> _Source text_
________________________________________
2

I have an existing flow implemented using Operation subclasses and an OperationQueue. I'm trying reimplement in Combine as a learning exercise.

The current version, simplified, looks like this:

func testFunction(completionHandler: (Result) -> Void) {
    let op = LongRunningOperation(object: self.stateObject)

    op.completionHandler = { [unowned op] in
        let result = op.result
        self.stateObject.update(with: result)

        completionHandler(result)
    }

    localSerialQueue.addOperation(op)
}

Some important aspects. LongRunningOperation is asynchronous. It may need to call out to the main queue to complete the login process, depending on stateObject. stateObject is only ever accessed on the localSerialQueue. Also, just to be really explicit, there could be other concurrent calls to runOperation, so the serialization provided by the queue+operation is essential.

The combination of mutable state and potential concurrent invocations is absolutely critical to the problem.

To illustrate the issue, I've produced an example which proves that Combine pipelines are not executed atomically. Any other result would have surprised me, but I just wanted to verify. Multiple threads can be executing various stages of the pipeline simultaneously, violating our precondition checks.
________________________________________
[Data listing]

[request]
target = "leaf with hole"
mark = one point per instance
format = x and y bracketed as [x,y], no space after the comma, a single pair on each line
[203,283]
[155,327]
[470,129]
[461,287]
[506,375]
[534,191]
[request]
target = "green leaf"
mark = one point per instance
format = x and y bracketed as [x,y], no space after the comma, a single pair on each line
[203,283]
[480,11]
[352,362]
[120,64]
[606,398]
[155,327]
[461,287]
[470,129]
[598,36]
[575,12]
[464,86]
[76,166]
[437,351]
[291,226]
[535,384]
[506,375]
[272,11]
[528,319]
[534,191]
________________________________________
> _Actions to take_
a) Condense the paragraph of the Combine question that begins "Some important aspects" into a short list that keeps its main facts.
b) Output the passage of the Combine question from "Some important aspects." to "to the problem.", word for word.

> _Exercise answers_
a)
- LongRunningOperation is asynchronous.
- Depending on stateObject, it may need to call out to the main queue to complete the login process.
- stateObject is accessed only on localSerialQueue.
- Other calls to runOperation may happen concurrently, so the serialization that the queue and operation provide is essential.

b)
Some important aspects. LongRunningOperation is asynchronous. It may need to call out to the main queue to complete the login process, depending on stateObject. stateObject is only ever accessed on the localSerialQueue. Also, just to be really explicit, there could be other concurrent calls to runOperation, so the serialization provided by the queue+operation is essential.

The combination of mutable state and potential concurrent invocations is absolutely critical to the problem.